======== SOURCE EXCERPT

After a few years of chasing down a wooden drift boat here in southern Oregon I found my diamond in the rough. I have looked at Prichetts, Briggs, Steeles and others. Never could find the right one or Iwas always a day late. But that is another story. The one I found is a Rouge River Boat Shop mckenzie style drifter. The shop was owned by Jerry Briggs and I bought the boat from the original owner. It was built in 1971 and I'm glad I will be able to put it back floating the Rogue and other rivers where it belongs.

Makers tag

I thought I'd start on the inside first, removing the seats, power washing and starting the paint removal. Three applications of citristrip, scraper and 100 grit sandpaper 40 year old old growth plywood seeing the light of day.

 

 Im planning on leaving the interior bright. Haven't decided on a oil finish, 50/50 linseed and turps or Deks Oljie or possibly varnish. I know the draw backs of varnish but I build bamboo fly rods and it would seem appropiate. Should I decide on a finish and coat the sections s I go along or wait until it all stripped?

 

 results after a second session removing paint.Went to using kleen strip and a scraper to get the top two coats of paint off and then using 80 grit to get to bare wood. This is after two applications of stripper. Citristrip was just not cutting it.

================

▶ _TASK INSTRUCTIONS_
**a)** Copy word for word the part of the drift boat restoration post from "Im planning on" up to and including "it all stripped?".
**b)** In the drift boat restoration post, what year was the boat built?
The records have no connection to the drift boat restoration post.

======== PROVIDED RECORDS

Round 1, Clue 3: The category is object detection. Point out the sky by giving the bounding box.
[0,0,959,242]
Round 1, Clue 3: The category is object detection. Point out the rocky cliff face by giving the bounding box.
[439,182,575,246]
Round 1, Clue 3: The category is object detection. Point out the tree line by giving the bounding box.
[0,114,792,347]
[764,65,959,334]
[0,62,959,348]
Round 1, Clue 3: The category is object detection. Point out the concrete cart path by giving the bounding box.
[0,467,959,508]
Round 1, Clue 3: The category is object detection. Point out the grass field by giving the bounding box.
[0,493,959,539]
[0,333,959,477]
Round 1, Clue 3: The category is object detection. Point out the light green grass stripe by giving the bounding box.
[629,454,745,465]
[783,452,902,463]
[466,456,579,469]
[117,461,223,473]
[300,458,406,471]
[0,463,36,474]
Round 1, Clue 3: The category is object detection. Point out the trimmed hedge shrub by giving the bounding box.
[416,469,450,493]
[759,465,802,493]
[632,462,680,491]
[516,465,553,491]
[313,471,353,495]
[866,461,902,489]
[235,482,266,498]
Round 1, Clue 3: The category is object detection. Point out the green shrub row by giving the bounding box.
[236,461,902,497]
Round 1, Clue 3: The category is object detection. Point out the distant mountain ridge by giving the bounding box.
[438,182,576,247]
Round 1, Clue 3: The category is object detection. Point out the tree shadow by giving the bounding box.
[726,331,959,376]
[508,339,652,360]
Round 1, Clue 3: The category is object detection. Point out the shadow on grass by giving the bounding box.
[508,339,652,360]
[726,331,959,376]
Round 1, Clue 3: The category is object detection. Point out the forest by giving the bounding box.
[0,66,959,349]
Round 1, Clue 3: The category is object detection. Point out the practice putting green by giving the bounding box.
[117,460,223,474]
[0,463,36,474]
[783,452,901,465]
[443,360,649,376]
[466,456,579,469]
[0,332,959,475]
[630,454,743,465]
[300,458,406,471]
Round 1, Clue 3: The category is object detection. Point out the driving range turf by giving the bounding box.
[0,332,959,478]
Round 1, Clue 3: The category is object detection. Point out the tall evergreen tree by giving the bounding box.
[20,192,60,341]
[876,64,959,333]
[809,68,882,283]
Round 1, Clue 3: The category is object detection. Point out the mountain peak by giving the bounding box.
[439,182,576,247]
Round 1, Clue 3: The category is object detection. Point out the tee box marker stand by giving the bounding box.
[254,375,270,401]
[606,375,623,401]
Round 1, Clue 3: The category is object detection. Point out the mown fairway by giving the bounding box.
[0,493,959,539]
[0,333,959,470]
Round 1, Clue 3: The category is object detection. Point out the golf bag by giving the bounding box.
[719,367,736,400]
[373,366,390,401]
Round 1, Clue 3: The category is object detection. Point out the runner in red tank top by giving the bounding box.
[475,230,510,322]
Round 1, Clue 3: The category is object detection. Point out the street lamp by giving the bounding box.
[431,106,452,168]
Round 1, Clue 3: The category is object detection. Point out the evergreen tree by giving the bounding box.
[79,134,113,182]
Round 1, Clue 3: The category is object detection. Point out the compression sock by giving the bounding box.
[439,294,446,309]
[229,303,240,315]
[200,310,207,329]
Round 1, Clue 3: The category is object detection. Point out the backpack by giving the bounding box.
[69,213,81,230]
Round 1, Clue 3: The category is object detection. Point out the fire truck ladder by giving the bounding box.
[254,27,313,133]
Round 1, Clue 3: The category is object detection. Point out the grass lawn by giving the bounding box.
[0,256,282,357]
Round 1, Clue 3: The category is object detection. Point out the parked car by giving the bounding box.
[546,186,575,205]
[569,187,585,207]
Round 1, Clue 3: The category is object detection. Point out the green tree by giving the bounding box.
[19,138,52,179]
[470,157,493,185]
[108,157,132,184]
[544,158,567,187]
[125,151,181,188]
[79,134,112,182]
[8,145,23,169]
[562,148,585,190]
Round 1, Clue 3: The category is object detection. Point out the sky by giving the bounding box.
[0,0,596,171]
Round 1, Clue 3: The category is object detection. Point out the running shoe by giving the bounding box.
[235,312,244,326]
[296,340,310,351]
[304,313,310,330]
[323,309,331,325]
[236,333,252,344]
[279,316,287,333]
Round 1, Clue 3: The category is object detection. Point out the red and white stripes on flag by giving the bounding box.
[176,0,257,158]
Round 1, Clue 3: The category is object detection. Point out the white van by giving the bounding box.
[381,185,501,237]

================

▶ _WORKED SOLUTIONS_
**a)**
Im planning on leaving the interior bright. Haven't decided on a oil finish, 50/50 linseed and turps or Deks Oljie or possibly varnish. I know the draw backs of varnish but I build bamboo fly rods and it would seem appropiate. Should I decide on a finish and coat the sections s I go along or wait until it all stripped?

**b)** 1971